Objective: Convert the entries below into a JSON list of strings, one string per line and no strings for blank lines. Omit the pictures.

Available data:

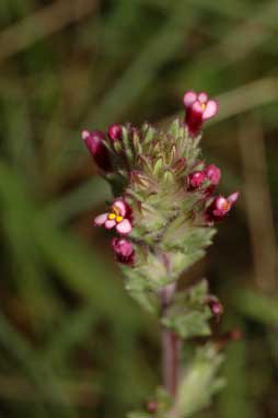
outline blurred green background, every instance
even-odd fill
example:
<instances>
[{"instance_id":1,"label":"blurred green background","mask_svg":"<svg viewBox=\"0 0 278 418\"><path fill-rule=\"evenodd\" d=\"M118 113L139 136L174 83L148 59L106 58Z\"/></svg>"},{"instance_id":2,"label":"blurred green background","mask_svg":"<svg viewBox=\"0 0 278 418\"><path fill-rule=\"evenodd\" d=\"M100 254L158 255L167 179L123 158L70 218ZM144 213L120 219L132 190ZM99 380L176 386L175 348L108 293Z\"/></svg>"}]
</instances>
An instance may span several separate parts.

Answer to this task:
[
  "outline blurred green background, every instance",
  "even-odd fill",
  "example:",
  "<instances>",
  "[{\"instance_id\":1,\"label\":\"blurred green background\",\"mask_svg\":\"<svg viewBox=\\\"0 0 278 418\\\"><path fill-rule=\\\"evenodd\\\" d=\\\"M118 113L139 136L174 83L148 59L106 58Z\\\"/></svg>\"},{\"instance_id\":2,\"label\":\"blurred green background\",\"mask_svg\":\"<svg viewBox=\\\"0 0 278 418\\\"><path fill-rule=\\\"evenodd\\\" d=\\\"M100 254L158 255L167 179L123 158L70 218ZM144 213L120 219L132 190ZM99 380L176 386L175 348L108 293Z\\\"/></svg>\"}]",
  "</instances>",
  "An instance may span several separate parts."
]